• [STATED EXERCISE 1] Print the part of the market commentary that opens with the words containing "If you look" and closes with "this downward trend.".
• [STATED EXERCISE 2] According to the market commentary, what will largely influence today's market direction?
• [STATED EXERCISE 3] Name every stock index or fund mentioned in the market commentary.

• [EXTRACT PROVIDED]
┄┄┄┄┄┄┄┄┄┄

Most notably, both the S&P 500 and the Nasdaq appear to have run into resistance at their major trendline tracing back to the highs of 2007. I personally don’t see what catalysts we have in the near future that would propel us over this trendline. Earnings season is wrapping up, economic data appears to be mixed but roughly in-line, and we are approaching what is historically a rough month. Take a look at the two charts below; I’ve drawn the major trendline over the past three years.

If you look more closely at how the market has performed over the last two weeks, you can see we have been making a series of lower highs/lows. I think today specifically will determine the direction of this market because each move lower has begun with a Friday selloff for the past two weeks. I think today’s direction will be largely influenced by Asian markets and the existing home sales number. The 20 day chart below shows the SPDR right at the top of this downward trend.

┄┄┄┄┄┄┄┄┄┄

• [DATASET]
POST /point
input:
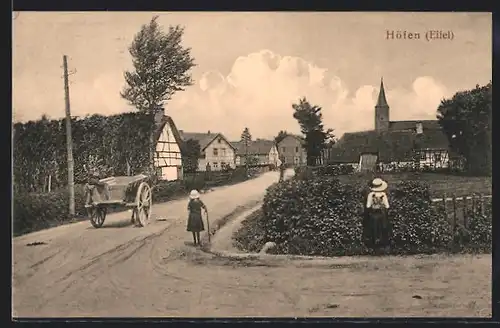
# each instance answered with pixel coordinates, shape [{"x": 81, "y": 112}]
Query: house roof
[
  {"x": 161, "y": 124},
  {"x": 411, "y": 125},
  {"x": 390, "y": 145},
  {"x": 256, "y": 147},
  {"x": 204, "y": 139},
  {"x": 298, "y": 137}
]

┄┄┄┄┄┄┄┄┄┄

• [PROBLEM SOLUTION 1]
If you look more closely at how the market has performed over the last two weeks, you can see we have been making a series of lower highs/lows. I think today specifically will determine the direction of this market because each move lower has begun with a Friday selloff for the past two weeks. I think today’s direction will be largely influenced by Asian markets and the existing home sales number. The 20 day chart below shows the SPDR right at the top of this downward trend.

• [PROBLEM SOLUTION 2] Asian markets and the existing home sales number.

• [PROBLEM SOLUTION 3] S&P 500, Nasdaq, SPDR